**課題**
小説『セル』の感想文から、名前で呼ばれている作中の登場人物をすべて書き出す。

**提示文**
想像力を刺激するモヤモヤ感
完璧主義の人は、何事につけてもきっちり、すっきりしたいと思うはず。あぁ、なるほどという感覚によって、言葉にできない安心感を得る。
だけど世の中に起きる出来事は、完璧なことばかりじゃない。たいていはモヤモヤしたものが残り、妥協しつつ受け入れることのほうが多い。
せめて小説や映画の世界くらいは、モヤモヤを残したまま終わってほしくない。そんな期待に応えるように、ほとんどの物語はそれなりの結末を迎える。
ところが作者によって、あえてモヤモヤ感を残す人がいる。読了したり映画を観終わると、モヤモヤが残って落ち着かない。スティーブン・キングが、そんなモヤモヤ感の残る作品を書いている。
『セル』下巻 スティーブン・キング著という小説。上巻の感想については、『進化する携帯狂人の恐怖』という記事に書いた。
この作品は映画化されている。ボクはこの原作を読む前に映画を先に観ている。そのときもモヤモヤ感が残ったんだけれど、原作も同じ感覚に見舞われた。ただストーリーはかなりちがっていて、ボクは原作のほうがはるかに好き。
携帯電話によって脳を初期化された携帯狂人たち。やがて彼らは狂人ではなく携帯人と呼ばれるようになる。夜ごと再起動してプログラムをアップデートしていくので、集団行動だけでなく、空中浮揚のような超能力まで身につけるようになった。
主人公のクレイ、そしてトムとアリスは、そんな携帯人と戦おうとする。そしてLPガスを爆弾のように使うことで、千人もの携帯人を一気に殺すことに成功する。ところが復讐を果たそうとする携帯人は、彼らをある場所に集めようとした。それは公開処刑をするため。
その途中でアリスという少女は命を落とすけれど、他にも携帯人を虐殺したグループが存在していて、クレイたちと合流する。それは超能力で脳を支配されることで、強制的に処刑場に引き寄せられてきたから。このあたりの展開は、読んでいても背筋が寒くなってくるほど気持ち悪い。
そこからは様々なことがあって、脳の支配から逃れて隙をついたクレイたちが、数千人という携帯人の群れを殺すことに成功する。さらにクレイは、はぐれていた自分の息子を見つける。携帯人になっていたけれど、脳に保存されたシステムを復活させれば、元の息子に戻るかもしれない。そのために再度息子に『パルス』を送るところで物語は終わる。
物語としてはめちゃ面白い。映画よりずっと良かった。でも先ほど書いたモヤモヤ感が消えない。その理由は明らか。
なぜなら脳を初期化した『パルス』が誰によって、そしてどうのような過程で発生したかについて、まったく書かれていない。おそらくテロリストが最新兵器を作っていてミスったのだろう、というような推測しか出てこない。このモヤモヤ感がとにかく気持ち悪い。
そのうえ、この世界が今後どうなるかがまったく未知数。携帯人たちのプログラムにはバグがあって、冬になれば自滅するのは明らかだった。だけど世界はもとどおりになるのか不明。さらにクレイの息子のように、中途半端な携帯人が多数いる。とにかくカオス状態のままで物語が終わってしまう。
こうなるとモヤモヤ感を払拭しようと思えば、読者が想像するしかない。そうして折り合いをつけないと消化に悪い。きっと著者は、そんな想像力を刺激するために、このモヤモヤ感を残したのじゃないだろうか? そんなことを感じた作品だった。
ちなみにスティーブン・キングらしく、『IT』に使われた病院や、『ダークタワー』シリーズで貴重なアイテムになった絵本などがこの物語に登場する。ボクのようなコアな彼のファンは、そこでニンマリすることになる。そのあたりも計算されているんだろうね。

**記録**
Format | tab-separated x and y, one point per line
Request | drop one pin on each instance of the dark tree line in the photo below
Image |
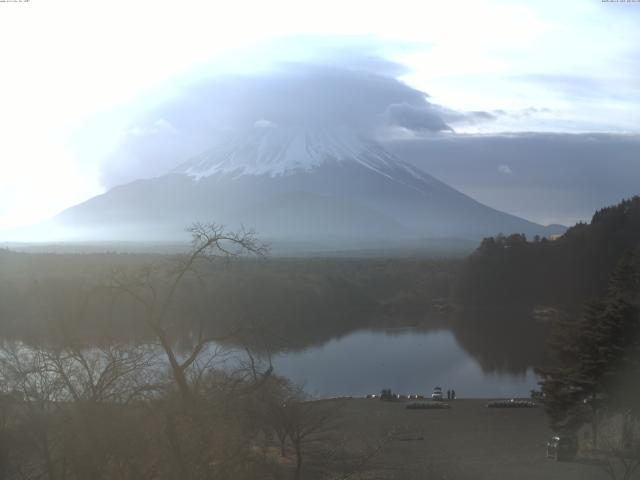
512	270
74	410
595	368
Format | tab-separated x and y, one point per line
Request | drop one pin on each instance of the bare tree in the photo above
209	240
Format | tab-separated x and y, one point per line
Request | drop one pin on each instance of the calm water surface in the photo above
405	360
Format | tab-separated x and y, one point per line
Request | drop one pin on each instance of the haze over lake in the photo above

**解答欄**
クレイ、トム、アリス